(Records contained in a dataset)
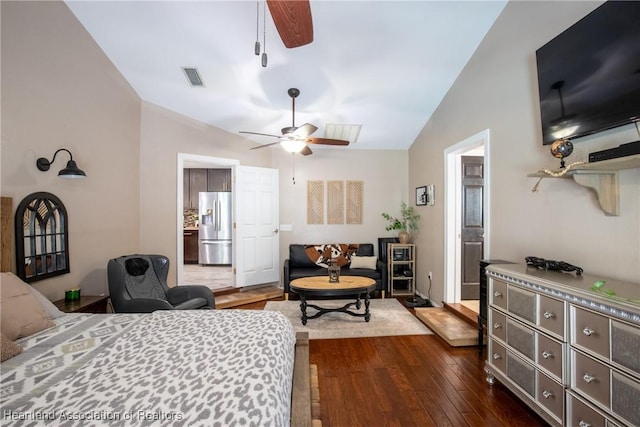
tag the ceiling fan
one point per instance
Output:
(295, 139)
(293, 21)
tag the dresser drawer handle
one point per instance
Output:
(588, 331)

==

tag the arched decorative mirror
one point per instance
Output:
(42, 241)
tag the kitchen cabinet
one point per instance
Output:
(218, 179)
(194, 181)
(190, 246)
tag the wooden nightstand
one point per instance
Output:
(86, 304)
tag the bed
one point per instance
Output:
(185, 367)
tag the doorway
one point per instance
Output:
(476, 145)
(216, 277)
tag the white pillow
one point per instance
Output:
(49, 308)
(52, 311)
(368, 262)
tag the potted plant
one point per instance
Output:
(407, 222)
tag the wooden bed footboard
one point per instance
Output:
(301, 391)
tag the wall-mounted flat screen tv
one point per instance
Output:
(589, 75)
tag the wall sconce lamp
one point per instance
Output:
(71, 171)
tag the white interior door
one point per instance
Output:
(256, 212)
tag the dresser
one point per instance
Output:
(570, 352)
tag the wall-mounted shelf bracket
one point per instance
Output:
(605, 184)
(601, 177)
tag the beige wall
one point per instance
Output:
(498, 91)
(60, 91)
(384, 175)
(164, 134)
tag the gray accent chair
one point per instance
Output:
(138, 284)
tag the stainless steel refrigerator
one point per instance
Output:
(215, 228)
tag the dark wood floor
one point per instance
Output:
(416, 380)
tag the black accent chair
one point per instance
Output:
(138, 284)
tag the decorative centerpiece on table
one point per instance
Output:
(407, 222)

- _Instructions for the task_
From the entries above, extract every line where the word "white" appears.

- _Response to this exercise_
tag the white pillow
tag the white interior door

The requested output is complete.